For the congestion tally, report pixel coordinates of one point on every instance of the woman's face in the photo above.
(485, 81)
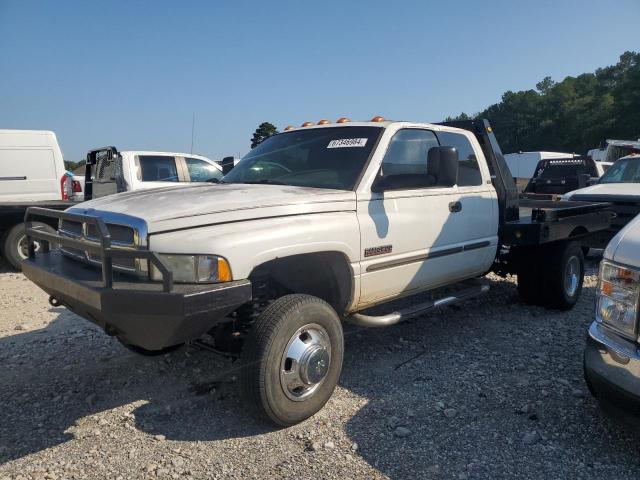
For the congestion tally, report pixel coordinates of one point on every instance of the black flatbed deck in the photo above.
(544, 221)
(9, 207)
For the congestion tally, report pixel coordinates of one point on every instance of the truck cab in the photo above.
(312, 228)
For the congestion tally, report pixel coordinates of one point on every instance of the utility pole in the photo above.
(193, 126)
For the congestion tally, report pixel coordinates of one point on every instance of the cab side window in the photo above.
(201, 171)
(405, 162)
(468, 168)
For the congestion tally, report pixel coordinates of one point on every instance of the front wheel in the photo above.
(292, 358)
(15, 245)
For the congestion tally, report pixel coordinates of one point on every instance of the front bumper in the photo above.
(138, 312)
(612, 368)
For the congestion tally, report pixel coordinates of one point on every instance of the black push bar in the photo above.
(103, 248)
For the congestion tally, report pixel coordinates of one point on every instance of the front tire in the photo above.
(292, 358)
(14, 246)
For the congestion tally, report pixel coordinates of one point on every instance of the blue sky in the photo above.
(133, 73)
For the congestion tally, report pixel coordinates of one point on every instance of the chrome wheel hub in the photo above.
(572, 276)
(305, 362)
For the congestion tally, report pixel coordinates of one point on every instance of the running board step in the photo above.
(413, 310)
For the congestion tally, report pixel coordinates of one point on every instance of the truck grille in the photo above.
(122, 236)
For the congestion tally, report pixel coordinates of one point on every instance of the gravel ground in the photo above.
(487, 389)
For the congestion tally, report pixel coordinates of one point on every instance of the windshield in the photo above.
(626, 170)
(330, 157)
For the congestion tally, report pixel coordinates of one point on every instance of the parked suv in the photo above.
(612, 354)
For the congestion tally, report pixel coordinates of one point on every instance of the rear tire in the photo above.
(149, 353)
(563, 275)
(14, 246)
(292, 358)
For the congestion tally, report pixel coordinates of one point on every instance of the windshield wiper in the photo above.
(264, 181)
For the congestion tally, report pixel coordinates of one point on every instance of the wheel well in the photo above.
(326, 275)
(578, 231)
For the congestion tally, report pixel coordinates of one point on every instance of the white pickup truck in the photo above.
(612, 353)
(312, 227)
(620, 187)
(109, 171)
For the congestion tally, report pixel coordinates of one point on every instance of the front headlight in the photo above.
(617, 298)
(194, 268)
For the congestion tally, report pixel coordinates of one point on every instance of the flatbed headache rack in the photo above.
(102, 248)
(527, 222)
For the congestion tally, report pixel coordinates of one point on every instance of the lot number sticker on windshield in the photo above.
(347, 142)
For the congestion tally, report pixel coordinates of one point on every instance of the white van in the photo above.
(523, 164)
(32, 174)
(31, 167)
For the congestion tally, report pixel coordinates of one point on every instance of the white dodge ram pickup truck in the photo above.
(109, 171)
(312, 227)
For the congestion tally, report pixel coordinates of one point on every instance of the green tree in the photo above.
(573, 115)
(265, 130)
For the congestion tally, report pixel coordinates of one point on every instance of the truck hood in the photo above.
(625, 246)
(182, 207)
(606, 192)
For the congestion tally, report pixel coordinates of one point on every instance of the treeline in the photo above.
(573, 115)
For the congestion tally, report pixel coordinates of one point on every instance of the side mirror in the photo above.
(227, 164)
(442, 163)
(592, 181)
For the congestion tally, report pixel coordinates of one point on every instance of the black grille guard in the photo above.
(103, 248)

----

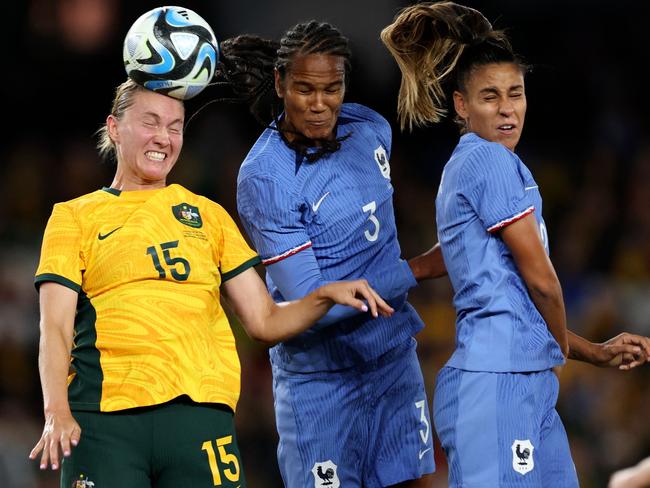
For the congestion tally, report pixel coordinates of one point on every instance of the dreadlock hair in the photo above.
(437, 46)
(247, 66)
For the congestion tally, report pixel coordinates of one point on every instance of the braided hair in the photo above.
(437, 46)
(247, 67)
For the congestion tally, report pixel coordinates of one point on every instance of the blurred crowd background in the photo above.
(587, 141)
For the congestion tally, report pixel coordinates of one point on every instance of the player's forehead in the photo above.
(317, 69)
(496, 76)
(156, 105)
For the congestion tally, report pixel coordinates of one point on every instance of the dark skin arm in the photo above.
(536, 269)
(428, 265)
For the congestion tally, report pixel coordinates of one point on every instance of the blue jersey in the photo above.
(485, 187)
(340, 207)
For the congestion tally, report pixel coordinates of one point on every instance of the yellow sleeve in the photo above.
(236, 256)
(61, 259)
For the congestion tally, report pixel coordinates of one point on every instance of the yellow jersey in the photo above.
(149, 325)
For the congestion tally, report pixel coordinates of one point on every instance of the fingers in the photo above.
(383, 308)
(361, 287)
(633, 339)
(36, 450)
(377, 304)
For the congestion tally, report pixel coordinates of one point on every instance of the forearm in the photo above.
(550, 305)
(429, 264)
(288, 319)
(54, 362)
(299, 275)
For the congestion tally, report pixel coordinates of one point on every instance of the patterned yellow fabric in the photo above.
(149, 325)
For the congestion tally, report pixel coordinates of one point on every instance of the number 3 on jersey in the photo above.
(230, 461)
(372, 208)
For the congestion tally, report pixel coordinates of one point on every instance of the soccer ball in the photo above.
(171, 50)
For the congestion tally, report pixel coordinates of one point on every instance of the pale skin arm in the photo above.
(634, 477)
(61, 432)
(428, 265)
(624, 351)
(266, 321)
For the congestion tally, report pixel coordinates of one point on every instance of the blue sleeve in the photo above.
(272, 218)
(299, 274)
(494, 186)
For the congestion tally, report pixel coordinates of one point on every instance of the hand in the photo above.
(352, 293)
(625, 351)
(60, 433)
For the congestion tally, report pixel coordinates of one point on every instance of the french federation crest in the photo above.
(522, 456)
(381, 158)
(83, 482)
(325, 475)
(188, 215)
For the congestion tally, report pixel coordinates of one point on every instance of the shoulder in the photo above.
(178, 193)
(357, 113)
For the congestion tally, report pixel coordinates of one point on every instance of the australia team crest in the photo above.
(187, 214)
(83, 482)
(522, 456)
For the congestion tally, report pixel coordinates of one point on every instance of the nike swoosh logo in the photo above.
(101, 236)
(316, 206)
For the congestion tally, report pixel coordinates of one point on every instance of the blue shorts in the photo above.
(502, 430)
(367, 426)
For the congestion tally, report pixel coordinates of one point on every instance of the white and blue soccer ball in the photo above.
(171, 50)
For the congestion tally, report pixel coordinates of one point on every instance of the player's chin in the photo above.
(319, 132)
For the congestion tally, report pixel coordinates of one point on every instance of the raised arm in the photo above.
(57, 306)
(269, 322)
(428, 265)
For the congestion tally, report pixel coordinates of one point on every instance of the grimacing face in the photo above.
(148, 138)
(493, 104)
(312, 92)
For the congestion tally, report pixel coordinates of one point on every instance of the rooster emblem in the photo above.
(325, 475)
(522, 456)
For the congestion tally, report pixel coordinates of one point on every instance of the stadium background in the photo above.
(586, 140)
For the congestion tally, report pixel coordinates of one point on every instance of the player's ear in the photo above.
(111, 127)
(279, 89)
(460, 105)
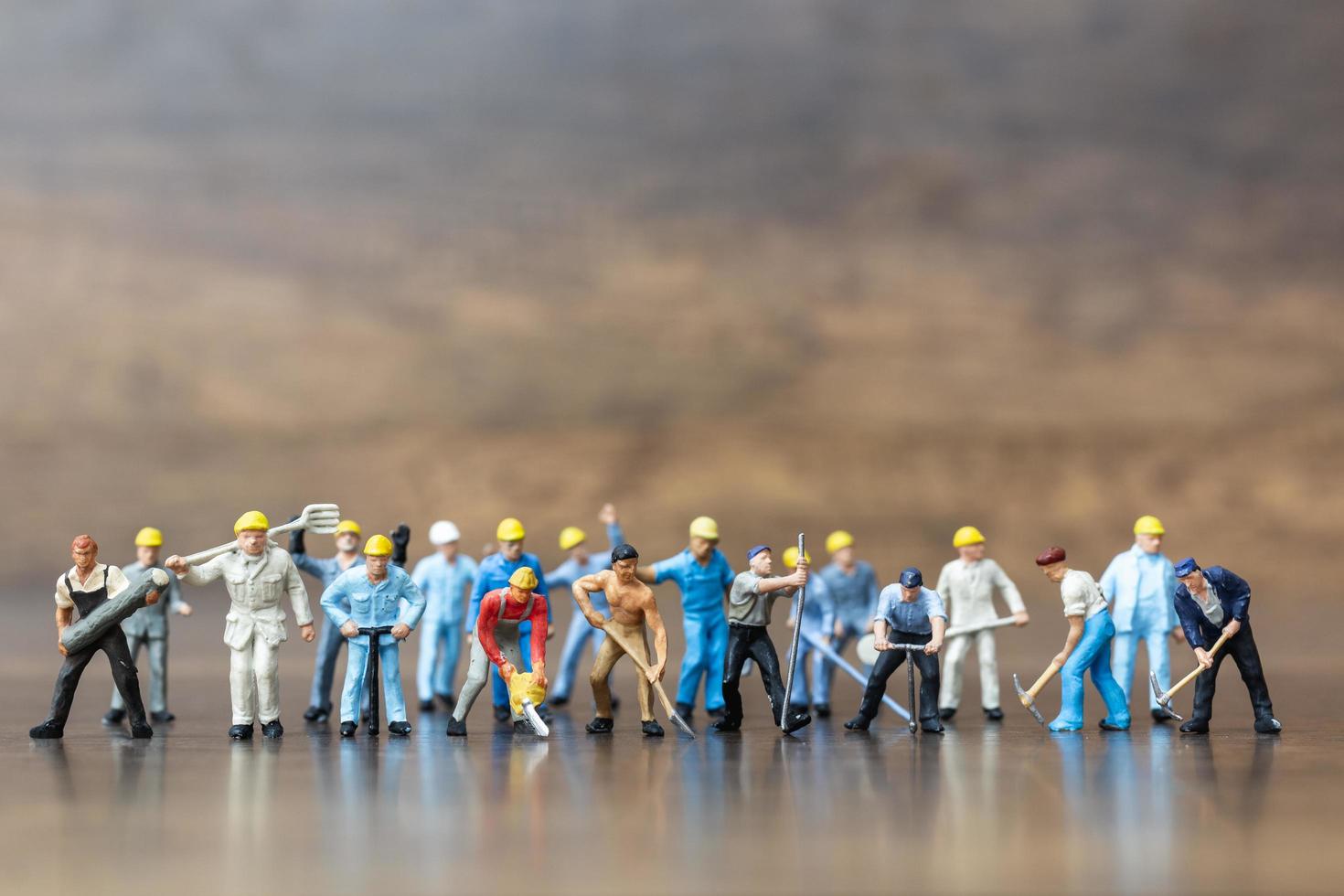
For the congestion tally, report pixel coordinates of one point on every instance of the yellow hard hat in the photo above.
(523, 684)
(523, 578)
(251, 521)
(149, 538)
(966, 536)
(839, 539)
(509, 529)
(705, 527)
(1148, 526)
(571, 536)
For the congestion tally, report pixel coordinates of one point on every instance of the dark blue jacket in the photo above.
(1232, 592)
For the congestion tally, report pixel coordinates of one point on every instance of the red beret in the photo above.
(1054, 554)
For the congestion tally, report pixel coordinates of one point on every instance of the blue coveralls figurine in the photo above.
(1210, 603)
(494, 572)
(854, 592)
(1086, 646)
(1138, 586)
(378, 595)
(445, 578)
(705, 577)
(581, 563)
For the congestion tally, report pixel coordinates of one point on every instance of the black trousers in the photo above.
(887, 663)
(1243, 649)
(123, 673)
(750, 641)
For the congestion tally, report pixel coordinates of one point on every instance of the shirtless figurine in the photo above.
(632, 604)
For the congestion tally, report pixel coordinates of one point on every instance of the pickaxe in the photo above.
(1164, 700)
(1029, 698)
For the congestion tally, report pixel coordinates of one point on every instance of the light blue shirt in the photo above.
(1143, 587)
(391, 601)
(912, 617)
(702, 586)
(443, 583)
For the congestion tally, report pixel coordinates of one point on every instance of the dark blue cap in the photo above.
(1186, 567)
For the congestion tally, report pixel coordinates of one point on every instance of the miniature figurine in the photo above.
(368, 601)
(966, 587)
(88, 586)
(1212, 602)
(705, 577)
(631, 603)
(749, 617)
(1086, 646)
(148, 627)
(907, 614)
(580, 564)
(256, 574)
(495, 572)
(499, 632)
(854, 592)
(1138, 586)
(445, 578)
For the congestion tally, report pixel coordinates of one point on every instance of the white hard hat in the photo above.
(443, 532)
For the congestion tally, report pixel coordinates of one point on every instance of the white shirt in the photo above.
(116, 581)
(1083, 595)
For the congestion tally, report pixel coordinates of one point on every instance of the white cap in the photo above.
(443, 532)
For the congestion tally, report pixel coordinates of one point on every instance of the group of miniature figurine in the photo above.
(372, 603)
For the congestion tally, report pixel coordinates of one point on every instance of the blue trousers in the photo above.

----

▸ INSTRUCTIONS TO FOLLOW
Scale the part of the records that opens with the line containing "jacket in the photo above." and closes with the line containing "(1186, 567)". Write out every line of that part, including both end lines. Multiply each coordinate by 0.55 and round it to a whole number, with halves rounded up. Leave all other lines unchanged.

▸ IN RESPONSE
For the congestion tally, report pixel coordinates of one point on every instance of the dark blue jacket in the photo above.
(678, 326)
For the congestion tally, report pixel coordinates of one point on every instance of the red beret in the photo above.
(580, 305)
For the congestion tally, report pixel coordinates of one point on every instance of the blue coveralls figurine in the photo above.
(666, 332)
(272, 315)
(470, 326)
(597, 355)
(626, 322)
(208, 327)
(245, 318)
(388, 317)
(320, 310)
For the congestion tally, report pixel coordinates of one point on every instance of the black trousers in the photo above.
(488, 365)
(684, 357)
(68, 370)
(413, 353)
For the congestion tally, report pixel coordinates of one point on every instance of the shirtless figurine in the photo above.
(348, 332)
For the congestion tally, report pixel coordinates of one point on every instance of the pickaxe in the photo above.
(640, 385)
(566, 384)
For the congestion tally, report pixel coordinates of one point on every instance of the light blue shirt in the photo above.
(629, 323)
(215, 331)
(502, 339)
(386, 322)
(244, 321)
For the congestion tally, report pixel coordinates of one point on every instance of the dark blue cap in the photo above.
(652, 312)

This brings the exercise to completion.